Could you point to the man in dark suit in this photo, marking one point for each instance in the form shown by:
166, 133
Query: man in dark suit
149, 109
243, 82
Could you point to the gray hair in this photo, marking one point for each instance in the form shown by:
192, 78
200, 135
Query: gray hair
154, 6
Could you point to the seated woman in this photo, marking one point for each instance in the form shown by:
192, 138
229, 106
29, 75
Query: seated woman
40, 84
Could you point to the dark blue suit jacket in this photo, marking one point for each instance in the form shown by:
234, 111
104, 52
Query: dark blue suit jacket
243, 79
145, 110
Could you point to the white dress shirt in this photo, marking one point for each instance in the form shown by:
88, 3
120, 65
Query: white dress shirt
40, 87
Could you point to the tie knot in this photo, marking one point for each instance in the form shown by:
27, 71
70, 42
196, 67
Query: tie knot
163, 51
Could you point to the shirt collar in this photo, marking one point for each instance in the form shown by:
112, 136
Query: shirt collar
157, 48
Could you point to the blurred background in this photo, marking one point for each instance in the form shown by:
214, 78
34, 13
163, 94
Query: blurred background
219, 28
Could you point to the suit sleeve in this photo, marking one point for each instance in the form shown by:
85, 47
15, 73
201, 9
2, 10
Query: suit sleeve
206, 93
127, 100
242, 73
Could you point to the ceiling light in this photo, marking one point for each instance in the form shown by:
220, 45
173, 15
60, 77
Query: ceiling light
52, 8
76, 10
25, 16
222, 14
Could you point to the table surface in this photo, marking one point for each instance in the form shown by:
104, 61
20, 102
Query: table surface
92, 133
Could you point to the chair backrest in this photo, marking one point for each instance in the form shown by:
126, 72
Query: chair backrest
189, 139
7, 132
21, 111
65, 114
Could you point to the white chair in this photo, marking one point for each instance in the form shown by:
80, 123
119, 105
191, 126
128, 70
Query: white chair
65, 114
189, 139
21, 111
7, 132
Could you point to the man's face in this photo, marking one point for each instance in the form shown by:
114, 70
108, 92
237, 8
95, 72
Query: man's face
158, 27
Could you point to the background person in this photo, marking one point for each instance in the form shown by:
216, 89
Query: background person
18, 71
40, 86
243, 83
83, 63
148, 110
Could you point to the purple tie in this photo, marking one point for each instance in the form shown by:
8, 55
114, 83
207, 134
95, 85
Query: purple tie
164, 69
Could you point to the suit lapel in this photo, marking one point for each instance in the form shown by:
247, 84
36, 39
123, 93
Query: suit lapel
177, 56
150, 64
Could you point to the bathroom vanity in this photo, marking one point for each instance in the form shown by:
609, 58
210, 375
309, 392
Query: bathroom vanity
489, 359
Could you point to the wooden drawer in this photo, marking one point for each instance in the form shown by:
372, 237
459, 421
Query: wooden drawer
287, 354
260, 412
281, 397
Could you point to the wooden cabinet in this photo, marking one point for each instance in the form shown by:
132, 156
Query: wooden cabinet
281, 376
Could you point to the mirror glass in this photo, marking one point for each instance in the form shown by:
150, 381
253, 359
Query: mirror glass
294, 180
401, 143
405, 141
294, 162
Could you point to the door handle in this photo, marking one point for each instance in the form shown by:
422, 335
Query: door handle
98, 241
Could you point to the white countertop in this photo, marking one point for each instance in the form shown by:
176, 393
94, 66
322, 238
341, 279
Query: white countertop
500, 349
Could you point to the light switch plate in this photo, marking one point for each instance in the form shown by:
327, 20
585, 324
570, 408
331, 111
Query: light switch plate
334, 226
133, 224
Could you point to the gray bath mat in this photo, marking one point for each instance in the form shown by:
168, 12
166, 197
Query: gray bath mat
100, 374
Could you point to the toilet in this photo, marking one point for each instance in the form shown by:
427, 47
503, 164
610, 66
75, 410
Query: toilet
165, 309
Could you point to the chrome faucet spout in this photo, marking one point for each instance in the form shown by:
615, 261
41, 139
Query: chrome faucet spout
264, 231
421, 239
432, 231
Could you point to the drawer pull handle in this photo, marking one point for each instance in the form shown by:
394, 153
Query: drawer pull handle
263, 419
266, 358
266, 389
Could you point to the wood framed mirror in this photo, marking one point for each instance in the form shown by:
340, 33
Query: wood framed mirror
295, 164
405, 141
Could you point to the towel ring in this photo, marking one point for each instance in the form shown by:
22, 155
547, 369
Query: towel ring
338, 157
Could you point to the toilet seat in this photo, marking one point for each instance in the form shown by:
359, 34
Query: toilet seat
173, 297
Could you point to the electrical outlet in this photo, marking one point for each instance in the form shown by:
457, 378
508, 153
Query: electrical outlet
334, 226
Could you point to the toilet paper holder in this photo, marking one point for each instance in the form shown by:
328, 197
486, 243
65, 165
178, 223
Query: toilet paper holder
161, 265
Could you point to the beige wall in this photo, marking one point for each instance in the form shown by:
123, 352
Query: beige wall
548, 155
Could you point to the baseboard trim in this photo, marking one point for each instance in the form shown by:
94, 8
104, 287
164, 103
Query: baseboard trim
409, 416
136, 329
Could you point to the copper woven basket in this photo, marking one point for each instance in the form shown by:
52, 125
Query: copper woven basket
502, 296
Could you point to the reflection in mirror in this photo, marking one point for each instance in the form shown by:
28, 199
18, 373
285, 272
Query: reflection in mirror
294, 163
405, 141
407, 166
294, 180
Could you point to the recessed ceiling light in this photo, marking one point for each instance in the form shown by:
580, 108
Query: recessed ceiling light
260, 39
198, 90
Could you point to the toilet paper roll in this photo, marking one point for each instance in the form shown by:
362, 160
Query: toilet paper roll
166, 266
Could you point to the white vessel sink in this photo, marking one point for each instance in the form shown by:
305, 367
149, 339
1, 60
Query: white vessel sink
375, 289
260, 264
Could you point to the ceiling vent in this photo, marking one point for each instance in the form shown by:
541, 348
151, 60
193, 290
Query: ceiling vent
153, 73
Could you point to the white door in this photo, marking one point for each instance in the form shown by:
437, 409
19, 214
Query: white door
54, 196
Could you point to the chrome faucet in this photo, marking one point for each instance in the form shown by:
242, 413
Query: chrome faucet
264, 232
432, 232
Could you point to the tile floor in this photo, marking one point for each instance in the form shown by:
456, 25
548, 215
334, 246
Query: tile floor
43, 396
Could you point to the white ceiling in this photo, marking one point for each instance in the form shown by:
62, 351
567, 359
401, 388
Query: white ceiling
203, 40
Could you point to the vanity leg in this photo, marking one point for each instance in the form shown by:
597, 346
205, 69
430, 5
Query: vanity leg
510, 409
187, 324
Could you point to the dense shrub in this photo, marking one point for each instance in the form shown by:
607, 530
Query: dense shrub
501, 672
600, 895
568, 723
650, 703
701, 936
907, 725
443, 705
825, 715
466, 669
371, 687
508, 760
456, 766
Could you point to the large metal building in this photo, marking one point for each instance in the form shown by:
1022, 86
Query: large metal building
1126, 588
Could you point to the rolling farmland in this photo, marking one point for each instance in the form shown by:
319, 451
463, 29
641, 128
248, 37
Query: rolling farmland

################

▸ WHAT YOU WILL DO: Retype exactly, and only, the lines from the line holding "Could you point to the tile" through the last line of the data; both of those lines count.

▸ SOLUTION FOR THIS EXERCISE:
Could you point to the tile floor in this photo, marking one point for each instance in the form shown by:
456, 25
548, 215
334, 246
Query: tile floor
43, 396
Could you point to the white ceiling in this photo, marking one point for each instance in the form shown by:
62, 351
567, 359
401, 388
Query: white ceiling
203, 40
Could you point to the vanity leg in this photo, marking one point for each instance in the form shown by:
597, 346
205, 69
430, 5
Query: vanity leg
510, 409
187, 324
Could you point to the dense shrub in this photo, marking one point for each instance in the form shown by:
607, 530
Query: dense shrub
501, 672
600, 895
568, 723
650, 703
701, 936
907, 725
443, 705
825, 715
466, 669
371, 687
508, 760
456, 766
Could you point to the large metal building in this photo, marking one point for each instance in the form shown by:
1022, 86
Query: large metal building
1126, 588
Could you point to the rolling farmland in this photo, marking one point for each instance in the form shown by:
319, 451
463, 29
641, 128
248, 37
Query: rolling farmland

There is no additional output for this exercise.